--- Data supplied Enclosed Below ---
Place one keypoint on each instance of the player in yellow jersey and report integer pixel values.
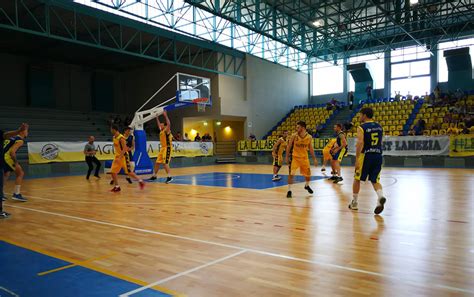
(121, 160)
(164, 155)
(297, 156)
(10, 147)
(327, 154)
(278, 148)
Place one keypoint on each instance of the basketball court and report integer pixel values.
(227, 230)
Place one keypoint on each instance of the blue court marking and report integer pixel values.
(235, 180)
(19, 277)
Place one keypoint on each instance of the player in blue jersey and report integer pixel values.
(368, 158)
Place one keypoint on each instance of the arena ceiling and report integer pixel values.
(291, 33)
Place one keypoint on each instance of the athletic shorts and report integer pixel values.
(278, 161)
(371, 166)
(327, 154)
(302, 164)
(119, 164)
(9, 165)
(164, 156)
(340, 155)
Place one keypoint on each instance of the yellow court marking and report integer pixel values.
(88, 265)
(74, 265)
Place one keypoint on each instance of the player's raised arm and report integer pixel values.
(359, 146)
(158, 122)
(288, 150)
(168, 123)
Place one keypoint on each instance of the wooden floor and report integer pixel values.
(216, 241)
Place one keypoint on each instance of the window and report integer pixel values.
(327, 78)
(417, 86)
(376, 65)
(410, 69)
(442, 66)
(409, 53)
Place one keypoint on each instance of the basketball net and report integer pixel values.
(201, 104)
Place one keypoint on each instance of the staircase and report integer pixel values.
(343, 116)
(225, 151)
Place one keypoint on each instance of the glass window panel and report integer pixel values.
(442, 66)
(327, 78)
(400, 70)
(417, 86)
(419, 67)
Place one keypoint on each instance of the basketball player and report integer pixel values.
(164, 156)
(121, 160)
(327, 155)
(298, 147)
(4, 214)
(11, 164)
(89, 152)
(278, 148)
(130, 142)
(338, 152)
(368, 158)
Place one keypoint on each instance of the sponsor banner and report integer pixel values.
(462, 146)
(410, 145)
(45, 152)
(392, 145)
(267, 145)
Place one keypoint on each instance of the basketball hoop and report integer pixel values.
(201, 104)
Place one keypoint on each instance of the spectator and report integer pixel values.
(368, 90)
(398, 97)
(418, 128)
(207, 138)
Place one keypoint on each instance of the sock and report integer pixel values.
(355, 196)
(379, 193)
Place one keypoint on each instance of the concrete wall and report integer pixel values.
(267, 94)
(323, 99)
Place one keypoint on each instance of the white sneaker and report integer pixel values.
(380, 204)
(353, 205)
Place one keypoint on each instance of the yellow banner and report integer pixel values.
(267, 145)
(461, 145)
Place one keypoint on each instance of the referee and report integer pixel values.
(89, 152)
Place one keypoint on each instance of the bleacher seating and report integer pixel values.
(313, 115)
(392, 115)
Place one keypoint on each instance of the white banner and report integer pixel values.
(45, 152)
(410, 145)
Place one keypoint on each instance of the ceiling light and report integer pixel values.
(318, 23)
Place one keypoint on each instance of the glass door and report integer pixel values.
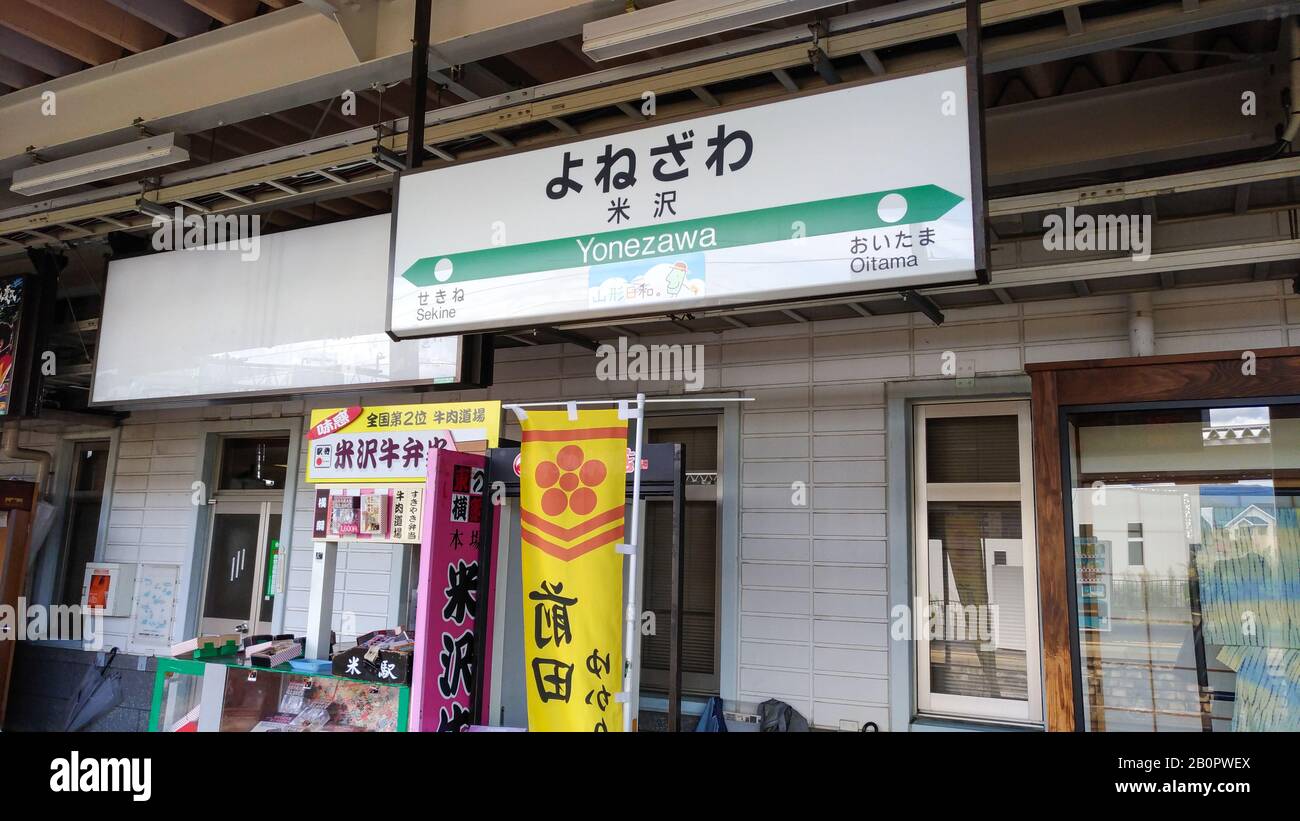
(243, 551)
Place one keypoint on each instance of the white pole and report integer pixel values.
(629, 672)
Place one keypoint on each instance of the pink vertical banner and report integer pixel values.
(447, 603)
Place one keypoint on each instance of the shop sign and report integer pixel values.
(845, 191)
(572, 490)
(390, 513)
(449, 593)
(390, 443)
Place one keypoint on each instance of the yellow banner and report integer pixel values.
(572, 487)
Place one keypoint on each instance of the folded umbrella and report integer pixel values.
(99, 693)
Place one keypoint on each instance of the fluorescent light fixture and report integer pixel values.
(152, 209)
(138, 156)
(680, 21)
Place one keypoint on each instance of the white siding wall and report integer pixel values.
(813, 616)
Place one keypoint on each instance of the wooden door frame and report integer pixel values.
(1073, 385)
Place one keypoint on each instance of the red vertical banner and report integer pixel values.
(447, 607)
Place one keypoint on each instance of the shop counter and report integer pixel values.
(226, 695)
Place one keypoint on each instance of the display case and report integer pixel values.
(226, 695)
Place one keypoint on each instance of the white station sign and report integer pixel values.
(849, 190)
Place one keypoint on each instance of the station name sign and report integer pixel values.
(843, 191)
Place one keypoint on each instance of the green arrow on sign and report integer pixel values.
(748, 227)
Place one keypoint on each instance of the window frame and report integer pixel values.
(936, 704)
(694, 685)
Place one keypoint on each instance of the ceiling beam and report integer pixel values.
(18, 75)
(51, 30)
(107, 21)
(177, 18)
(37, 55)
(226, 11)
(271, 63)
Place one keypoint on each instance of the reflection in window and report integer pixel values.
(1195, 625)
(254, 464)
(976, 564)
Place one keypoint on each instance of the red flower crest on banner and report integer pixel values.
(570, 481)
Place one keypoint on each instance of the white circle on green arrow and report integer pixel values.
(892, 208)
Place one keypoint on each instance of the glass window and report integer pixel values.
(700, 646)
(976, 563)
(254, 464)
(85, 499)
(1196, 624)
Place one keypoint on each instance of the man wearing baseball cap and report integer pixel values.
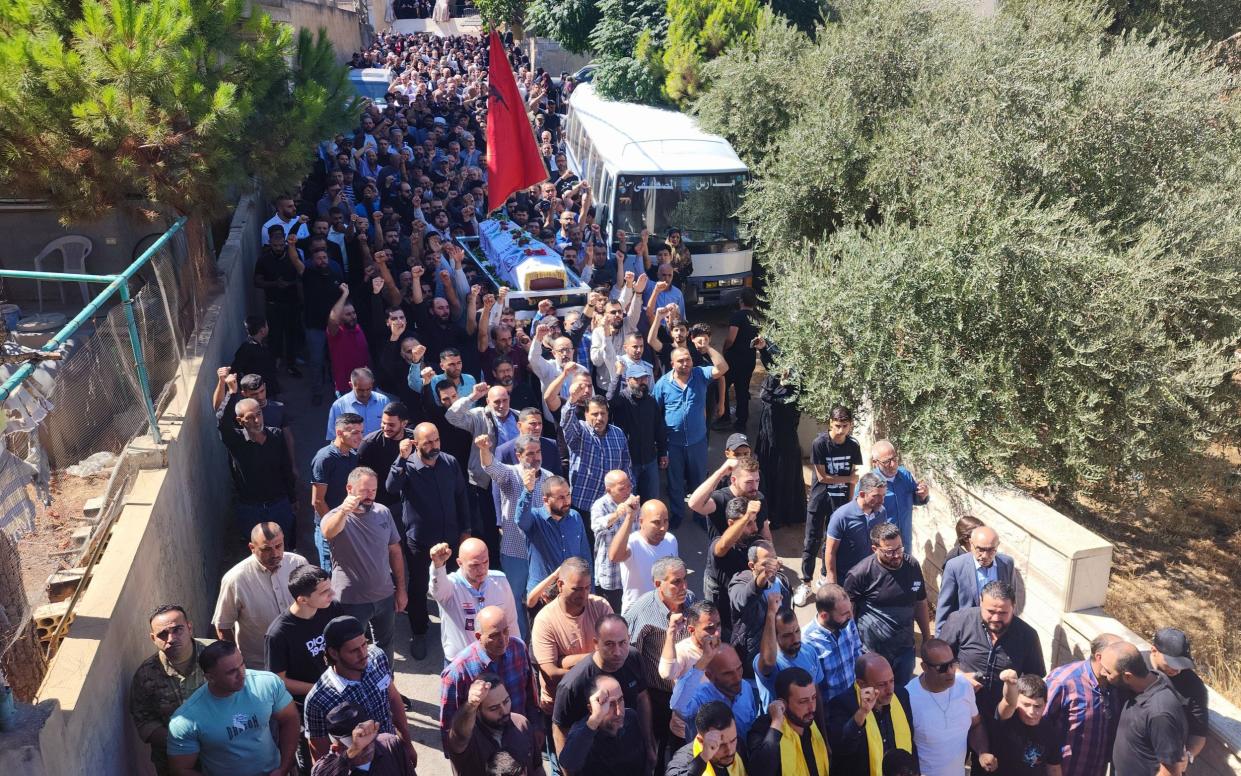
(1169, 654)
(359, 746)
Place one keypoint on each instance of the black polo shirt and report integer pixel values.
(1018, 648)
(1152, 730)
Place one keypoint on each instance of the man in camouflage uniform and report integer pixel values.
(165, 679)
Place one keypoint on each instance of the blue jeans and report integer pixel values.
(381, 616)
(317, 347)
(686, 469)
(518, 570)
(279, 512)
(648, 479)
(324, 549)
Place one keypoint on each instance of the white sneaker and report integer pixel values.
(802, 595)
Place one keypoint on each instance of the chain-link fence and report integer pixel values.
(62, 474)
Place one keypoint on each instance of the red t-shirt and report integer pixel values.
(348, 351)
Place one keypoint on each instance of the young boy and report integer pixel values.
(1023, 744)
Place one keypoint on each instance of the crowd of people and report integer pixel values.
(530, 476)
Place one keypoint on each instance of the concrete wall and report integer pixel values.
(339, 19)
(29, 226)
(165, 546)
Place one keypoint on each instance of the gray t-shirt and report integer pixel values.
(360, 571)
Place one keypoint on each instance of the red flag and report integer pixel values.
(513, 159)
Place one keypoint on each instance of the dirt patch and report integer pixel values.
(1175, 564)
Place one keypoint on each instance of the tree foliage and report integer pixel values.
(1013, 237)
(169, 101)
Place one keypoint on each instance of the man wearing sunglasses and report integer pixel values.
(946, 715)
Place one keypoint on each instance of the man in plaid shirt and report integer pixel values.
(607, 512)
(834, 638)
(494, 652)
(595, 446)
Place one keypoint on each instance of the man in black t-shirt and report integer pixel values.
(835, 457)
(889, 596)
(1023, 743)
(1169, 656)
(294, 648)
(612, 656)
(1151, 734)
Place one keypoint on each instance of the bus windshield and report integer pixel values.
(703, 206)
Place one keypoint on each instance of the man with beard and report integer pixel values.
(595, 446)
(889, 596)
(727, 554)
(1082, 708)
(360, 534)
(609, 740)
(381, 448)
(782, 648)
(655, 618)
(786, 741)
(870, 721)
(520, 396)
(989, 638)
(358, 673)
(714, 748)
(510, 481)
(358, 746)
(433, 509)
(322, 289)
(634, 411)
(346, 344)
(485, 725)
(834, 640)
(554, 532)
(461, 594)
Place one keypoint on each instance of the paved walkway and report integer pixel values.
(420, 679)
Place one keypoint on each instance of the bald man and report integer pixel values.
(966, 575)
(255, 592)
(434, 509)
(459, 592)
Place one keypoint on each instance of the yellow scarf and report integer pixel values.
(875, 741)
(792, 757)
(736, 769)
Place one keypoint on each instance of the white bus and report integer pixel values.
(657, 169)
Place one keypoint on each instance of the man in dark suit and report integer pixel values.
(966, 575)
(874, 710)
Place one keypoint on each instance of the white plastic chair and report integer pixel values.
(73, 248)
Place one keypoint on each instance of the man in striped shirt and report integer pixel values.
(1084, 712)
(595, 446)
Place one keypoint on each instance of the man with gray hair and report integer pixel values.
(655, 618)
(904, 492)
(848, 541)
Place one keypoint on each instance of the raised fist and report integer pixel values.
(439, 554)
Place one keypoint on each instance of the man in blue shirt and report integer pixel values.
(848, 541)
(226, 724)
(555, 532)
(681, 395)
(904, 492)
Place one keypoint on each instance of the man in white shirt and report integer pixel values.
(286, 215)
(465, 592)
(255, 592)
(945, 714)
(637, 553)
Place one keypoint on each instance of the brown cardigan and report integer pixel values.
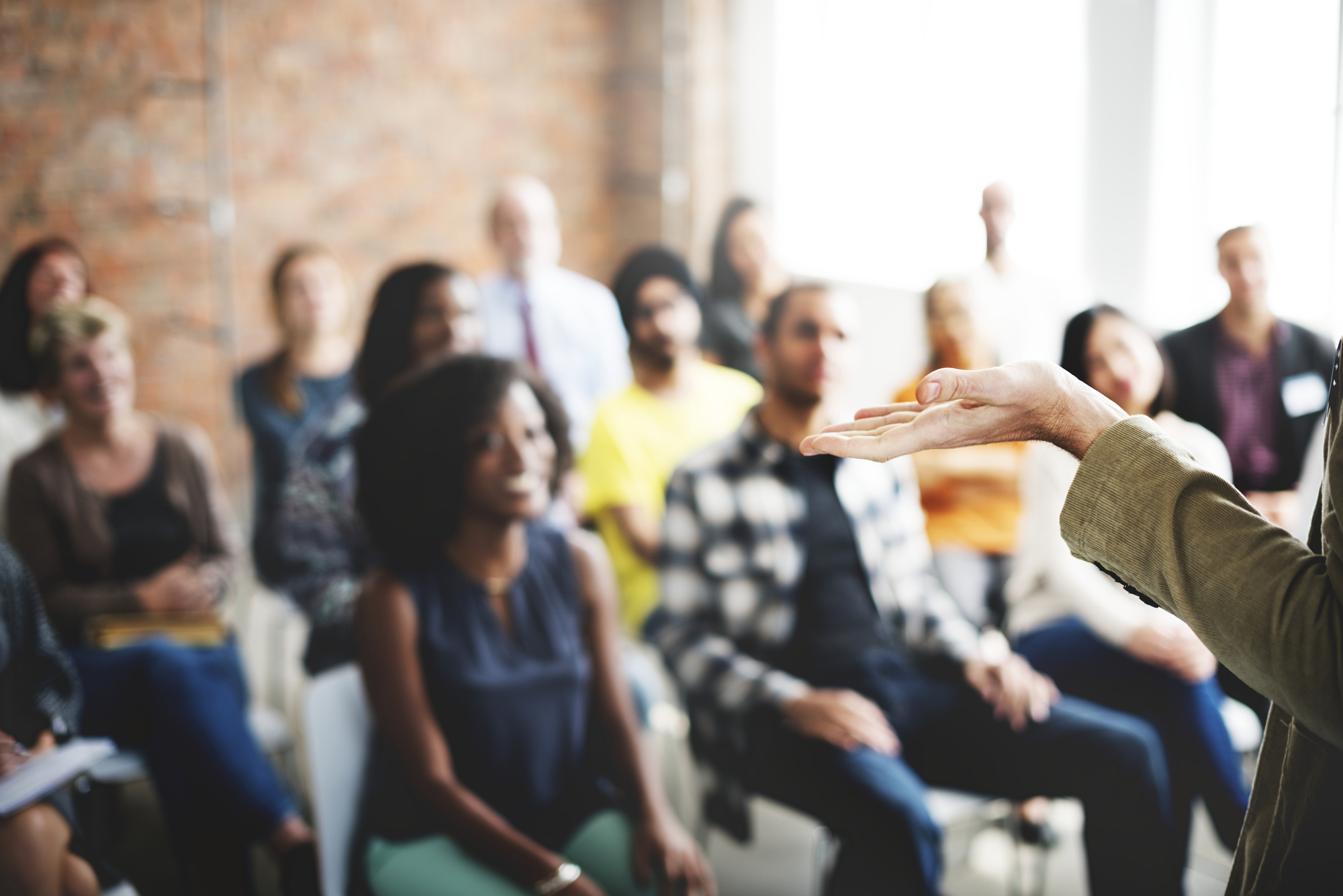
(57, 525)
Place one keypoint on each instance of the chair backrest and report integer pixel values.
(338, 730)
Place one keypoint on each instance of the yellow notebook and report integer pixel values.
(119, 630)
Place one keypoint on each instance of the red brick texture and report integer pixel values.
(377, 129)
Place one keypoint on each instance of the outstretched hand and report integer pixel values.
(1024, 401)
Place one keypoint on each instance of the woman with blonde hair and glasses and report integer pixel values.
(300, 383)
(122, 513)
--- End of Enclosed Data supplied ---
What the task requires — The answer must be exactly the lines from the one containing "Place one keypoint on each instance of the yellow notebook" through the final line of the data, both ends included, and nothing else.

Result below —
Place one keypoint on each instance of the yellow notebook and report integer pixel values.
(119, 630)
Place one keypoint on each instance of the red brick texture and report integer pixel values.
(377, 129)
Place one keypoint on each instance of the outstretched hand and report integer pixel values.
(1024, 401)
Place one keypoint on each instance of the woman with blonde hair and glasses and report integer pixel values.
(300, 383)
(122, 513)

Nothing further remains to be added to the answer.